TASK:
Put every line of the entries below into a Markdown table with two columns, Row and Text: Row holds each line's number, and Text holds the line itself. Leave out blank lines.

BEGIN

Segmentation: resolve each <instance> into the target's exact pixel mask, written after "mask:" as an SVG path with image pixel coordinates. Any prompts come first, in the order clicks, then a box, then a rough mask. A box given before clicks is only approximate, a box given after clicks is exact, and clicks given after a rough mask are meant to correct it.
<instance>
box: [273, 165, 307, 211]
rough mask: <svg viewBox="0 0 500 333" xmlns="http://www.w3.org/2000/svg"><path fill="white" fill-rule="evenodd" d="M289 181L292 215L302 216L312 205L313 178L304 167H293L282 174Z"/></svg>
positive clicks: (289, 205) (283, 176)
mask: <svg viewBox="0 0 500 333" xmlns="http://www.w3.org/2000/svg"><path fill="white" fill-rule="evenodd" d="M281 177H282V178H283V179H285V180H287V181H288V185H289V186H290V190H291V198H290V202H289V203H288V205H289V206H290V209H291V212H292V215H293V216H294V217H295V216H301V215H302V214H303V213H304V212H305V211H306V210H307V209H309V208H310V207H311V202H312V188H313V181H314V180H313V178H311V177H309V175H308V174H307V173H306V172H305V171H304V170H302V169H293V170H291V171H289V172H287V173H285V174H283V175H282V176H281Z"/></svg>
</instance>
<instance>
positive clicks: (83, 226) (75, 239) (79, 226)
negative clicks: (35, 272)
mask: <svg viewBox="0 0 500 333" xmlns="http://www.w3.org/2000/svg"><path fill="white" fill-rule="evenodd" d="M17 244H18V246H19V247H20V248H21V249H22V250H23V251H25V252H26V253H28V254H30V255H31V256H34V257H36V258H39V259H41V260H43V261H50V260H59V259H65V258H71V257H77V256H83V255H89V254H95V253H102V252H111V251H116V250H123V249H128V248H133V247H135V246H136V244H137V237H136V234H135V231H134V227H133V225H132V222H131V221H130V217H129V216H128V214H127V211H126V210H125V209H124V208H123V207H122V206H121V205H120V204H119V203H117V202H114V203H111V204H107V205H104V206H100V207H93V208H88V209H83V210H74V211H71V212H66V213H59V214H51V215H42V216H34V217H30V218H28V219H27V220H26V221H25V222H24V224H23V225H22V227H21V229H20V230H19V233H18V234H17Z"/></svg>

END

SOLUTION:
| Row | Text |
|---|---|
| 1 | Segmentation: resolve each <instance> into the target's exact pixel mask, written after "mask:" as an SVG path with image pixel coordinates. Any prompts come first, in the order clicks, then a box, then a rough mask. A box given before clicks is only approximate, a box given after clicks is exact, and clicks given after a rough mask are meant to correct it. |
| 2 | <instance> |
| 3 | box: [273, 165, 307, 211] |
| 4 | rough mask: <svg viewBox="0 0 500 333" xmlns="http://www.w3.org/2000/svg"><path fill="white" fill-rule="evenodd" d="M289 181L292 215L302 216L312 205L313 178L304 167H293L282 174Z"/></svg> |
| 5 | positive clicks: (289, 205) (283, 176) |
| 6 | mask: <svg viewBox="0 0 500 333" xmlns="http://www.w3.org/2000/svg"><path fill="white" fill-rule="evenodd" d="M281 177H282V178H283V179H285V180H287V181H288V185H289V186H290V190H291V198H290V202H289V203H288V205H289V206H290V209H291V212H292V215H293V216H294V217H295V216H301V215H302V214H303V213H304V212H305V211H306V210H307V209H309V208H310V207H311V202H312V188H313V181H314V180H313V178H311V177H309V175H308V174H307V173H306V172H305V171H304V170H302V169H293V170H291V171H289V172H287V173H285V174H283V175H282V176H281Z"/></svg> |
| 7 | </instance> |
| 8 | <instance> |
| 9 | positive clicks: (83, 226) (75, 239) (79, 226) |
| 10 | negative clicks: (35, 272) |
| 11 | mask: <svg viewBox="0 0 500 333" xmlns="http://www.w3.org/2000/svg"><path fill="white" fill-rule="evenodd" d="M17 244H18V246H19V247H20V248H21V249H22V250H23V251H25V252H26V253H28V254H30V255H31V256H34V257H36V258H39V259H41V260H43V261H50V260H59V259H65V258H71V257H77V256H83V255H89V254H95V253H102V252H111V251H116V250H123V249H128V248H133V247H135V246H136V244H137V237H136V234H135V231H134V227H133V225H132V222H131V221H130V217H129V216H128V214H127V211H126V210H125V209H124V208H123V207H122V206H121V205H120V204H119V203H117V202H114V203H111V204H107V205H104V206H100V207H93V208H88V209H83V210H74V211H71V212H66V213H59V214H51V215H42V216H34V217H30V218H28V219H27V220H26V221H25V222H24V224H23V225H22V227H21V229H20V230H19V233H18V234H17Z"/></svg> |